=== DOCUMENT PASSAGE ===
____________________

Friday, February 3, 2012

Tart time!

I have a love/hate relationship with savory tarts: I love eating them, but they always come out looking like a hot mess. That is, until I tried the tomato/basil tart from Cooking my Way Back Home, an excellent new cookbook from Mitchell Rosenthal (and I'm basing my evaluation entirely on the fact that includes a recipe for both Poutine and Bacon-Wrapped Oysters).

You can get the recipe here, and I have to say, it was both one of the easiest and most satisfying tarts I've ever made (can't wait to make it in the summer when the tomatoes are actually decent) :


Tomato Basil Tart

Sunday, January 29, 2012

Performance Enhanced Ramen Noodles

Chinese New Year is upon us once again. And while I don't pretend to understand why it is sometimes late Jan, sometimes early Feb., I know it is the year of the Dragon, which apparently is a good time to be born (nudge nudge).

____________________

=== GIVEN INFORMATION ===
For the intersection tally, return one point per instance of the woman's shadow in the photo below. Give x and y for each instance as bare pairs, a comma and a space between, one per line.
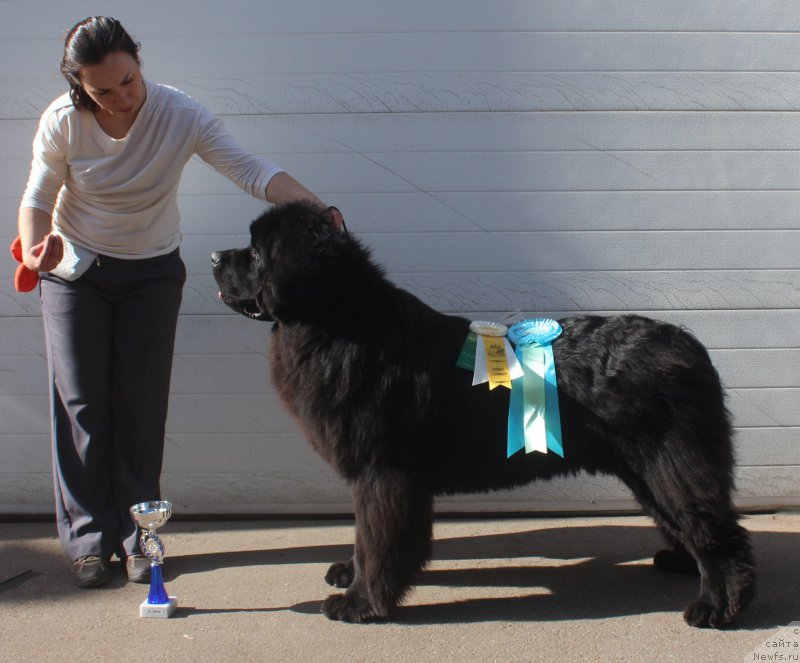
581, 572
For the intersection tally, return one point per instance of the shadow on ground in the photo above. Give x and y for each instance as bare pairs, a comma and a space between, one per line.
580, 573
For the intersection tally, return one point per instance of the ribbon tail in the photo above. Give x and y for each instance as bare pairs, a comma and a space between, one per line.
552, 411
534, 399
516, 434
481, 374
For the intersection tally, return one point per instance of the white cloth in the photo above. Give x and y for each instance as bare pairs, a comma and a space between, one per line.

____________________

=== WRITTEN INSTRUCTION A ===
Reproduce the blog excerpt from "Chinese New Year" to "born (nudge nudge).".
=== WRITTEN INSTRUCTION B ===
Summarize the blog excerpt in two sentences.
=== WRITTEN INSTRUCTION C ===
According to the blog excerpt, which cookbook supplied the tomato/basil tart recipe?
The entries have nothing to do with the blog excerpt.

=== FULL ANSWER A ===
Chinese New Year is upon us once again. And while I don't pretend to understand why it is sometimes late Jan, sometimes early Feb., I know it is the year of the Dragon, which apparently is a good time to be born (nudge nudge).

=== FULL ANSWER B ===
Savory tarts usually turn out looking messy for the writer, but the tomato basil tart from Mitchell Rosenthal's cookbook Cooking my Way Back Home was one of the easiest and most satisfying tarts the writer has made. A second post notes that Chinese New Year has arrived and that it is the year of the Dragon.

=== FULL ANSWER C ===
Cooking my Way Back Home, by Mitchell Rosenthal.